"""

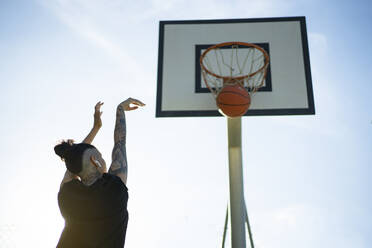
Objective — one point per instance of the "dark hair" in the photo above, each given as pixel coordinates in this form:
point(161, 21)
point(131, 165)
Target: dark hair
point(72, 154)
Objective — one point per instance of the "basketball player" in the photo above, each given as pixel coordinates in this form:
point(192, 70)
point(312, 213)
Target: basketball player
point(92, 201)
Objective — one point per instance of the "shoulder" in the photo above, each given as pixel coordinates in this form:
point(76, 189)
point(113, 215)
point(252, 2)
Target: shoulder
point(114, 179)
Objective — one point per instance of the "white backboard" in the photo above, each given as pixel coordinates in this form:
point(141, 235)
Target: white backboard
point(181, 91)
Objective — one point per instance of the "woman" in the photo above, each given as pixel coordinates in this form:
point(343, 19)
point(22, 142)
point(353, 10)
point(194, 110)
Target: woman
point(92, 201)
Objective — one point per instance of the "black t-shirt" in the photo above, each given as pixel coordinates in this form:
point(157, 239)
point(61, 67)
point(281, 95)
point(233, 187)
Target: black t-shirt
point(95, 215)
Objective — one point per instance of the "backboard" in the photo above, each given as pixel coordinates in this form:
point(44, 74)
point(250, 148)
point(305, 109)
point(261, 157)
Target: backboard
point(287, 89)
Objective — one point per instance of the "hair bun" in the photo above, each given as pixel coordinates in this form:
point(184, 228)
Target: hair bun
point(63, 150)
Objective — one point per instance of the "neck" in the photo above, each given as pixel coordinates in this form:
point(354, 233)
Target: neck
point(91, 178)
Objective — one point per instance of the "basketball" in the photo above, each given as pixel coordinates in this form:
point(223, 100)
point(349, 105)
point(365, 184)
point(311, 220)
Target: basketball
point(233, 100)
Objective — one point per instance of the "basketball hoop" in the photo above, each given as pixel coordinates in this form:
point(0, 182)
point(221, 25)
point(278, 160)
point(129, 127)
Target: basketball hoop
point(231, 63)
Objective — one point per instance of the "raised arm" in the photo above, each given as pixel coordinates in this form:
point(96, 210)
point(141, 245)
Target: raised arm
point(119, 165)
point(96, 125)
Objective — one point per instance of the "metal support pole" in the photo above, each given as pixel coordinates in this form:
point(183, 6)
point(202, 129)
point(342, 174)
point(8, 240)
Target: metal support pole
point(237, 205)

"""

> _SET TASK_:
Exclude every picture and copy the remaining data exactly.

> _RESULT_:
Objective — one point per instance of the "dark hair" in the photo above, each given as pixel coordinates in this form:
point(161, 21)
point(131, 165)
Target: dark hair
point(72, 154)
Objective — one point per instance of the "basketball player" in the photo above, each given as pixel coordinates in this form:
point(192, 70)
point(312, 213)
Target: basketball player
point(92, 201)
Objective — one point per instance of the "shoulder" in the photo above, each given as pixel coordinates in this form:
point(76, 189)
point(113, 215)
point(252, 2)
Target: shoulder
point(114, 179)
Objective — one point per instance of the "white backboard" in the photo above, each given as pixel coordinates in this form:
point(141, 235)
Target: white backboard
point(181, 91)
Objective — one point per instance of the "woman" in the photo above, each given as pixel coordinates in this form:
point(343, 19)
point(22, 142)
point(353, 10)
point(194, 110)
Target: woman
point(92, 201)
Objective — one point per instance of the "black t-shirt" in the photo above, each given as pixel coordinates in this form:
point(157, 239)
point(61, 67)
point(281, 95)
point(233, 187)
Target: black t-shirt
point(95, 215)
Objective — one point per instance of the "backboard" in the photo above, each given as pixel coordinates in this form:
point(44, 74)
point(250, 148)
point(305, 109)
point(261, 157)
Target: backboard
point(287, 89)
Objective — one point per instance of the "hair bun" in the photo above, each given as pixel coordinates in this form:
point(184, 228)
Target: hair bun
point(63, 150)
Objective — one point per instance of the "neck" in the photo above, each given as pixel coordinates in this form:
point(354, 233)
Target: neck
point(91, 178)
Objective — one point per instance of the "basketball" in the photo above, each given as pixel coordinates in this form:
point(223, 100)
point(349, 105)
point(365, 184)
point(311, 220)
Target: basketball
point(233, 100)
Objective — one point per instance of the "basketball hoop" in the photo above, each given as pixel coordinates in this form:
point(0, 182)
point(221, 25)
point(278, 160)
point(129, 127)
Target: basketball hoop
point(231, 63)
Objective — one point per instance of the "raised arm" in the photo above, each given as pixel coordinates in this form:
point(96, 210)
point(141, 245)
Target: raised arm
point(119, 165)
point(96, 125)
Objective — one point per instance of the "metal support pole" in the photo above, each given as pixel coordinates in this form:
point(183, 6)
point(202, 129)
point(342, 174)
point(8, 240)
Target: metal support pole
point(237, 205)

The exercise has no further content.